INSTRUCTIONS TO FOLLOW ▸ Extract each line in the saved entries below that contains the word "wing".

(Saved entries)
========================================================================

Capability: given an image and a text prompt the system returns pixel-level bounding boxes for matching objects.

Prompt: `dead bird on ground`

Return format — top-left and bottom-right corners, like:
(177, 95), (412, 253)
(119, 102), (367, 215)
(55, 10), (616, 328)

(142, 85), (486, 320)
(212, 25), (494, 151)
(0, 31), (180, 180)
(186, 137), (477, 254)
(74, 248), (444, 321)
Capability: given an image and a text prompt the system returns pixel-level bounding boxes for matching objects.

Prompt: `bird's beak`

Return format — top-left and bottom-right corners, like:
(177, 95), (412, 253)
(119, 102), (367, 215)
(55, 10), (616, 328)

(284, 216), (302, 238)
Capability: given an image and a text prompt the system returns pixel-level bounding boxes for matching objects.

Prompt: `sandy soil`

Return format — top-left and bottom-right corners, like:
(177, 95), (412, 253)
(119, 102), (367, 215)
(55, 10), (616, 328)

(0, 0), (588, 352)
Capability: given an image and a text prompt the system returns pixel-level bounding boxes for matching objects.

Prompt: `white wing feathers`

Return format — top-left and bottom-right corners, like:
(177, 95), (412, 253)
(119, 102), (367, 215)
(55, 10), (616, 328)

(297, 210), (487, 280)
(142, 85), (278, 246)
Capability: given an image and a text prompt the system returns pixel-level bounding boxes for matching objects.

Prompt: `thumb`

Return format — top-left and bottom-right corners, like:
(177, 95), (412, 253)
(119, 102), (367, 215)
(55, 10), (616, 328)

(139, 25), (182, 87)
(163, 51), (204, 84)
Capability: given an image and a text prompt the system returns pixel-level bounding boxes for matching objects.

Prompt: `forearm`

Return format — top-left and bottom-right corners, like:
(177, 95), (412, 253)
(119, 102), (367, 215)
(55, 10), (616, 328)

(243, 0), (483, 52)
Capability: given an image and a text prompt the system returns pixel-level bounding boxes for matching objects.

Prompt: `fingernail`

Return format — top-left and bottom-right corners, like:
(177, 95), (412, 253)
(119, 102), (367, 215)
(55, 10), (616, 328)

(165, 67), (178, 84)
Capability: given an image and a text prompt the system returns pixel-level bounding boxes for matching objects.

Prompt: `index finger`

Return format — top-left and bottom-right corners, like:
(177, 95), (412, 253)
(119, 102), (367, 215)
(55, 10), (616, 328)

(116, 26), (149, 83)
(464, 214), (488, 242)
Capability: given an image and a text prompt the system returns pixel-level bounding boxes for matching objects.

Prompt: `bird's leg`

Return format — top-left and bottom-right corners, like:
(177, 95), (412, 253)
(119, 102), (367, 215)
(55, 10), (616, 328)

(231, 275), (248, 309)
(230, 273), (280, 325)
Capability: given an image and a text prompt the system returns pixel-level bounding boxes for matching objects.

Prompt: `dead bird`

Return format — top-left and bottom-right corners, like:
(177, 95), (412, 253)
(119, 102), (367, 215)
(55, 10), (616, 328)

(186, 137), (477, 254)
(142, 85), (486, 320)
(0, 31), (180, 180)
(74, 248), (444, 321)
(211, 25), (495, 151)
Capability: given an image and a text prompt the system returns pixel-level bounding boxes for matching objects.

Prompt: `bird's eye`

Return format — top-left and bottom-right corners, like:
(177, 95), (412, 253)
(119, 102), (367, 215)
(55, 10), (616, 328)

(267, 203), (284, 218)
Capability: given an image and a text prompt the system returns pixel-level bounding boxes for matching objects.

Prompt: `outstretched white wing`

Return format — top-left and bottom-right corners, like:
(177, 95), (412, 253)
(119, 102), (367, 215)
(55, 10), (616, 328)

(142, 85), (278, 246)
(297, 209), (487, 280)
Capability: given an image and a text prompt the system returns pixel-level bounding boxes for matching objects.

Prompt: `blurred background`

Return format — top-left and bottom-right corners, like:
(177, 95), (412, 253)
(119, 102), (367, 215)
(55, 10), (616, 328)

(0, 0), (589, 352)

========================================================================

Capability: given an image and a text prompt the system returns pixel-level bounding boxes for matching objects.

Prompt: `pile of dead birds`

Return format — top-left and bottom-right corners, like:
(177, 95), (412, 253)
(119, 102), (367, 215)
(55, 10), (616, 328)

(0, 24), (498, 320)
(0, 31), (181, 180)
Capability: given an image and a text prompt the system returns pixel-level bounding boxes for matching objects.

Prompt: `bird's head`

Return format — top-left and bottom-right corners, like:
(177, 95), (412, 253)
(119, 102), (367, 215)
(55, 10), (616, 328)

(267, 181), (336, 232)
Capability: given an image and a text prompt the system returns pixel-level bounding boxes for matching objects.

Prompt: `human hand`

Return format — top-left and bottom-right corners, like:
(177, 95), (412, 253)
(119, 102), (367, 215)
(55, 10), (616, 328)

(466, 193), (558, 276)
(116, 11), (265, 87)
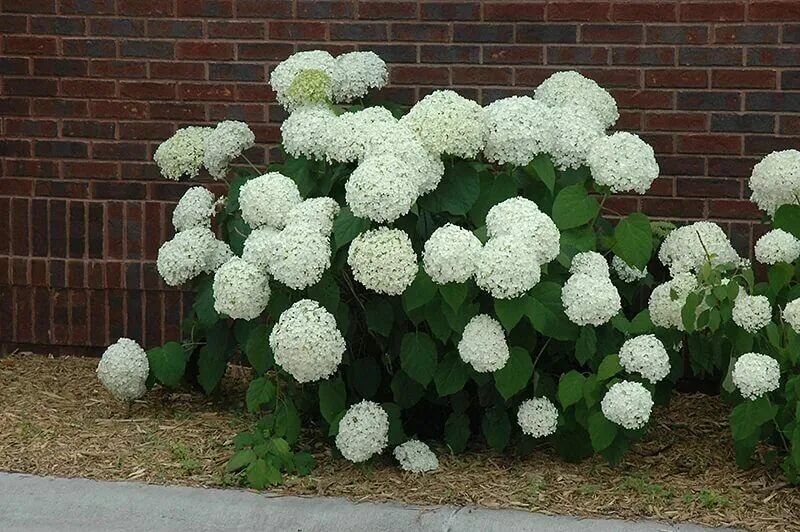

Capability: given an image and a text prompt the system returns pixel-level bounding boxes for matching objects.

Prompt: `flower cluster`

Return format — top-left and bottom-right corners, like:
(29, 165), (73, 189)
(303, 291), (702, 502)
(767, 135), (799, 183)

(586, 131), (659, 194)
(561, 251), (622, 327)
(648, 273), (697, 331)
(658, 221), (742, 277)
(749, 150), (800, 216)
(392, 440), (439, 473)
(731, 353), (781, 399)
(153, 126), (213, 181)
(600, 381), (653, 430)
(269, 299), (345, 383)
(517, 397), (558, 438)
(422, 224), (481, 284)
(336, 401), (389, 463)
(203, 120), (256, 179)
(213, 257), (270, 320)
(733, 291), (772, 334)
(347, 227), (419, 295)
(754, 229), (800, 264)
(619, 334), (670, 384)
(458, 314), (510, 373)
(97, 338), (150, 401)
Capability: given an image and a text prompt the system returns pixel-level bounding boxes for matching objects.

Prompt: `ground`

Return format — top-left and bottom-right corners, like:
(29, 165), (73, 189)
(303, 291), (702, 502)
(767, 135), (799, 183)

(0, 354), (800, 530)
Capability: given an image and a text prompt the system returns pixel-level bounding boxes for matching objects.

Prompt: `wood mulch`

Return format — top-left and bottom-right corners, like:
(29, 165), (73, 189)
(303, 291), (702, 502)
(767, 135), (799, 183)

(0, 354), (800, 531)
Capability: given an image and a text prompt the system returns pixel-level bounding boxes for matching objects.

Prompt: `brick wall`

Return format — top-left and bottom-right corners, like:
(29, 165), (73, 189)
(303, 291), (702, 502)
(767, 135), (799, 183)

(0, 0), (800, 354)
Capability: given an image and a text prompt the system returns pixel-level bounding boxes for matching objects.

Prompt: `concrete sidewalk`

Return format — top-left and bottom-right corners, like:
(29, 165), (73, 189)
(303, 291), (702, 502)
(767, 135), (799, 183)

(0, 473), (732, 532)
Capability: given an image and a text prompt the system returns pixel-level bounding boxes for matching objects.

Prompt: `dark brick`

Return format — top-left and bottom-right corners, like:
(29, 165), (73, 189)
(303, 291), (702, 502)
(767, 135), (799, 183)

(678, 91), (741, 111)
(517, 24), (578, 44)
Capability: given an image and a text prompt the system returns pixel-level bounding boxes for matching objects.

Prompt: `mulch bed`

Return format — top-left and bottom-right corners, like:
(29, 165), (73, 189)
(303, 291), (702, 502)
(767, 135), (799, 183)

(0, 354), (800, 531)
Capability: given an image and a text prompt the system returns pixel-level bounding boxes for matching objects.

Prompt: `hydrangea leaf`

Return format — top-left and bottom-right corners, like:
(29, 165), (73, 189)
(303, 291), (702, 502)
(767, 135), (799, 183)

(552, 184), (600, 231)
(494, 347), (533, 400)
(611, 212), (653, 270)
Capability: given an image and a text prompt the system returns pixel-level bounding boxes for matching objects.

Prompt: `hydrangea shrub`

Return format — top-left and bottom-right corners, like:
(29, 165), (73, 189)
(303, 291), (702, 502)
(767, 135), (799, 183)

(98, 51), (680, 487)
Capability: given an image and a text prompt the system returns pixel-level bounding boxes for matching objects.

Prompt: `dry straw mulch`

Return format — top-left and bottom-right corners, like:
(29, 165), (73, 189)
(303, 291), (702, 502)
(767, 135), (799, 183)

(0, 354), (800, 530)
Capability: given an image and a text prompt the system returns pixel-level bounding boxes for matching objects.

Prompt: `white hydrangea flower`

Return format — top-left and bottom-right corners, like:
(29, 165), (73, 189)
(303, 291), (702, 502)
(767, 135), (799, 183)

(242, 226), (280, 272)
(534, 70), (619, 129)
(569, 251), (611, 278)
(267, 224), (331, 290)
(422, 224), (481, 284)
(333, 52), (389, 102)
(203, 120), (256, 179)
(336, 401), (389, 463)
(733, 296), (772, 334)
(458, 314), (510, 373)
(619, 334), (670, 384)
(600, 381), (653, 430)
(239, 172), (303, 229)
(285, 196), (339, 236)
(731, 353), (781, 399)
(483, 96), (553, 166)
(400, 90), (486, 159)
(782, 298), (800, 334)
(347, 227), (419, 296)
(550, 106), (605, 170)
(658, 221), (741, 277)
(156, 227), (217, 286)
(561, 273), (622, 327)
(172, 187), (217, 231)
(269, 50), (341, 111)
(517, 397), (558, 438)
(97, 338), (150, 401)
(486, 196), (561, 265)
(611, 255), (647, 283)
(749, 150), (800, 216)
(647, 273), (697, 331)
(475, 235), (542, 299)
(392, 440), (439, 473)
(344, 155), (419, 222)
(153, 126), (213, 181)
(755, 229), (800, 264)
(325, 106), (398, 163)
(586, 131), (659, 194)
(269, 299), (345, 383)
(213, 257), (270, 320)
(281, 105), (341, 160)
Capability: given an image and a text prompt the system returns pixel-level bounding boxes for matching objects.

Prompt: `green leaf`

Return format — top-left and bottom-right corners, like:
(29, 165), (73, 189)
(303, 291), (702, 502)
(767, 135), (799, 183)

========================================================================

TASK OUTPUT ▸
Prompt: `white wing feathers`
Prompt: `outstretched white wing`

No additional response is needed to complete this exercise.